**Data section:**

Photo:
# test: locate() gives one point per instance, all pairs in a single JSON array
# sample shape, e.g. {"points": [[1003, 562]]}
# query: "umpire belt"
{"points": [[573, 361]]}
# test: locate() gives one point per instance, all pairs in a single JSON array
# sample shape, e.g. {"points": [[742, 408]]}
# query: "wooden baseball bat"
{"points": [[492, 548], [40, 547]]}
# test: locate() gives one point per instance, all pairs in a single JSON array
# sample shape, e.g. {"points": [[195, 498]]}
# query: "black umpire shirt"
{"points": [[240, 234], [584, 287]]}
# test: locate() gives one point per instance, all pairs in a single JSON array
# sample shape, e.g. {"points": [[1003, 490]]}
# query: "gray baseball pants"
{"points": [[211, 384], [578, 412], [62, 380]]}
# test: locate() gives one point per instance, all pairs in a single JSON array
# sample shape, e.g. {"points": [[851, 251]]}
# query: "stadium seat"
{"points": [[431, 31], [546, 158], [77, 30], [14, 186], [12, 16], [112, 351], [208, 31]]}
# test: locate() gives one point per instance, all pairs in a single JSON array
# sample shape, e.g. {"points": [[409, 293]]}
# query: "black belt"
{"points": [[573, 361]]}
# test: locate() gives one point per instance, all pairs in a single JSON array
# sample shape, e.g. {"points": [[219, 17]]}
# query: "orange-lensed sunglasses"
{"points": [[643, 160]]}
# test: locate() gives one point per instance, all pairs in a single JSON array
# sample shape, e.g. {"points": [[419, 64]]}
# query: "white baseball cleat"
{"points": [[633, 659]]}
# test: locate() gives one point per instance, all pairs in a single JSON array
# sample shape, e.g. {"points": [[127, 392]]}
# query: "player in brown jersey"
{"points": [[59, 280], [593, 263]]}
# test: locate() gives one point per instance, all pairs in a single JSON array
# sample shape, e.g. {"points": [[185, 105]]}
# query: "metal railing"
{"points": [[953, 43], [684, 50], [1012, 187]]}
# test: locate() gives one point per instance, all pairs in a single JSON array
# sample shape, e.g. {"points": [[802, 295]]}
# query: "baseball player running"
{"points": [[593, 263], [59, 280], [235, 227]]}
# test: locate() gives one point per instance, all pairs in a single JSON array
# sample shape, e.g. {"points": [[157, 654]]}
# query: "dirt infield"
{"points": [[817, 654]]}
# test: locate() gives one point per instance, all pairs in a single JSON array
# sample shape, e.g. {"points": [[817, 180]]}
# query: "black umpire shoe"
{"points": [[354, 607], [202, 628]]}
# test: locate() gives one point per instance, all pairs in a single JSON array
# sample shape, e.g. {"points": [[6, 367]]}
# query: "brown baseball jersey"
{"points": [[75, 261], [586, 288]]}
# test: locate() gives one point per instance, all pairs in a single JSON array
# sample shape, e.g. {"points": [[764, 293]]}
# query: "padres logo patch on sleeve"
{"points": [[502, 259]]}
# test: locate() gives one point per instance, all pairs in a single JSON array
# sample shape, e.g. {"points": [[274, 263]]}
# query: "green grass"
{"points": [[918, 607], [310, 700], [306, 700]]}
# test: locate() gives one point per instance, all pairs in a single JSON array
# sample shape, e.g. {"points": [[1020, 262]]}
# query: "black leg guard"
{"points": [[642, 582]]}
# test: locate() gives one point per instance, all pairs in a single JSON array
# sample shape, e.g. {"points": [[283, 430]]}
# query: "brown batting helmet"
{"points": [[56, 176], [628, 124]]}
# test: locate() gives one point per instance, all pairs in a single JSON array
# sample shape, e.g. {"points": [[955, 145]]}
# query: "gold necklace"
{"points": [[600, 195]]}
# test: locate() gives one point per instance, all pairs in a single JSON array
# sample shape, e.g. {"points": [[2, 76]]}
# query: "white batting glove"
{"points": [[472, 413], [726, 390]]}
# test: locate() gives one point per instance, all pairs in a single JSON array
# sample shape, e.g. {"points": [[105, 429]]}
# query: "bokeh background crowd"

**Exercise goal:** Give the material above again, word for word.

**Response to the task:**
Photo:
# test: locate() gives one point per instance, all pairs in a single JSON array
# sample shape, e.g. {"points": [[1003, 562]]}
# query: "umpire belt"
{"points": [[573, 361]]}
# test: locate() gives one point per instance, all pairs in a single JSON array
# sample shape, e.g. {"points": [[742, 408]]}
# query: "wooden baseball bat"
{"points": [[492, 548], [40, 547]]}
# test: locate() gives one point per instance, all pairs in a single JSON array
# sample shape, e.g. {"points": [[195, 498]]}
# query: "black umpire shirt"
{"points": [[240, 234], [584, 287]]}
# test: locate() gives one point per instance, all pairs in a single JSON array
# sample shape, e.g. {"points": [[1003, 490]]}
# query: "gray baseball pants"
{"points": [[211, 384], [578, 412], [62, 380]]}
# test: locate() gives one point per instance, all pairs in a single JSON array
# sample shape, e.g. {"points": [[851, 251]]}
# query: "stadium seat"
{"points": [[431, 31], [546, 158], [77, 30], [14, 186], [12, 16], [112, 351], [208, 31]]}
# test: locate() gives one point per instance, all pairs in a single JSON array
# sample shape, e.g. {"points": [[409, 293]]}
# query: "black belt"
{"points": [[573, 361]]}
# test: locate() gives one point per instance, all pairs in a single JSON array
# sample shape, e.g. {"points": [[219, 17]]}
# query: "orange-lensed sunglasses"
{"points": [[643, 160]]}
# test: locate() gives one point per instance, all pairs in a single JSON array
# sample shape, e.g. {"points": [[419, 64]]}
# query: "white baseball cleat"
{"points": [[633, 659]]}
# test: locate() gives one point per instance, all pairs in a single JSON array
# sample shape, e.g. {"points": [[127, 392]]}
# query: "player in brown jersey"
{"points": [[59, 280], [593, 263]]}
# test: locate() gives one point per instance, all pairs in a single JSON array
# sample shape, e.g. {"points": [[185, 105]]}
# query: "metal railing"
{"points": [[953, 43], [684, 50], [1012, 187]]}
# test: locate() gives one point per instance, all pairs in a single JSON array
# sample shape, e.g. {"points": [[802, 295]]}
# query: "baseball player running"
{"points": [[593, 263], [59, 280], [235, 227]]}
# test: locate() gives one point per instance, all pairs in a single JSON array
# sample shape, e.g. {"points": [[157, 654]]}
# query: "dirt infield"
{"points": [[817, 654]]}
# test: locate() gives one point per instance, all pairs in a single JSON array
# sample shape, e.g. {"points": [[817, 180]]}
# query: "black umpire shoe"
{"points": [[354, 607], [202, 628]]}
# test: locate() gives one point per instance, all pairs in a single JSON array
# sample shape, e.g. {"points": [[6, 367]]}
# query: "brown baseball jersey"
{"points": [[75, 261], [586, 288]]}
# test: locate() gives one point per instance, all pairs in a single JSON array
# sample shape, e.g. {"points": [[764, 293]]}
# query: "padres logo patch on sleeve"
{"points": [[502, 259]]}
# test: locate() gives one point per instance, all pairs in a single JSON array
# sample shape, e.g. {"points": [[274, 263]]}
# query: "green grass"
{"points": [[918, 607], [310, 700], [306, 700]]}
# test: locate() gives one point per instance, all pairs in a single JSON array
# sample shape, e.g. {"points": [[1020, 262]]}
# query: "black leg guard"
{"points": [[642, 582]]}
# test: locate() gives one point per instance, all pairs in a single JSON array
# sample shape, e.g. {"points": [[283, 430]]}
# query: "brown batting helmet"
{"points": [[56, 176], [628, 124]]}
# test: locate() gives one point per instance, all pairs in a single JSON array
# sample shape, e.g. {"points": [[955, 145]]}
# query: "gold necklace"
{"points": [[600, 195]]}
# test: locate() gives one point per instance, all pairs in a single JSON array
# sample shape, e.g. {"points": [[2, 76]]}
# query: "white batting glove"
{"points": [[472, 413], [726, 390]]}
# test: locate() gives one point per instance, all pairs in a single JSON array
# sample shape, e.g. {"points": [[105, 429]]}
# query: "bokeh background crowd"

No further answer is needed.